_Requirement_. Pick out each line in the records below that contains the word "rolled" and copy those lines.
╔══
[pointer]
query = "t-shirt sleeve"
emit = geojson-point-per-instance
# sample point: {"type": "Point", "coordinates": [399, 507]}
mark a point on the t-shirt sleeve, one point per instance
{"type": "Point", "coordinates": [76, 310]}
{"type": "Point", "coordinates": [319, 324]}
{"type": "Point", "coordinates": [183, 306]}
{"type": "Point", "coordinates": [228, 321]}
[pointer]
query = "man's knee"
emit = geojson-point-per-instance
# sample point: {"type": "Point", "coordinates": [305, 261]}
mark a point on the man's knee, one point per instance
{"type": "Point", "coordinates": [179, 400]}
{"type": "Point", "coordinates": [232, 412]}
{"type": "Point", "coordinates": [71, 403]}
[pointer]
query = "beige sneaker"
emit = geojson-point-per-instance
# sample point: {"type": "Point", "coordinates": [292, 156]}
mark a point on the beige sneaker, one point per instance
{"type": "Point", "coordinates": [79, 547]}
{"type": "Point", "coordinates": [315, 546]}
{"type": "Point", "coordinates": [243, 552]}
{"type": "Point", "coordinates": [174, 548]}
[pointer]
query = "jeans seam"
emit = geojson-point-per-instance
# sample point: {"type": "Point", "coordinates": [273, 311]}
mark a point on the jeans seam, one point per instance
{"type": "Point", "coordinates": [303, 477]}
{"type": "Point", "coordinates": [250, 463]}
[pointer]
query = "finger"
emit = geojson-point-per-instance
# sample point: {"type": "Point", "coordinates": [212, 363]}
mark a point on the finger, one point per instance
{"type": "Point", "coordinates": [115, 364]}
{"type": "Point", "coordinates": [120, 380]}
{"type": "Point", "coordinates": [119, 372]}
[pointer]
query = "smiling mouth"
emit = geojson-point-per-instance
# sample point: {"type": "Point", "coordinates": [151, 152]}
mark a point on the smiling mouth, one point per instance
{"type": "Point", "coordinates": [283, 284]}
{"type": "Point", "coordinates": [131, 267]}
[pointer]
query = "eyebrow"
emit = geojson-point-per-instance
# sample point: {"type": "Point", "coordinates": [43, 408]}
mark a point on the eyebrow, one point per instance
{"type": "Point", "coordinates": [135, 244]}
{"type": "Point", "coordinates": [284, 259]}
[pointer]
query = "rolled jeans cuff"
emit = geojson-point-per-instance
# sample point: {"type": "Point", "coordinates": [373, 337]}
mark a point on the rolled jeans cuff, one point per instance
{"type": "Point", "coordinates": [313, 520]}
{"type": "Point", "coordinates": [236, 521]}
╚══
_Solution for this task_.
query = "rolled jeans cuff"
mark a point on the rolled jeans cuff, one point per instance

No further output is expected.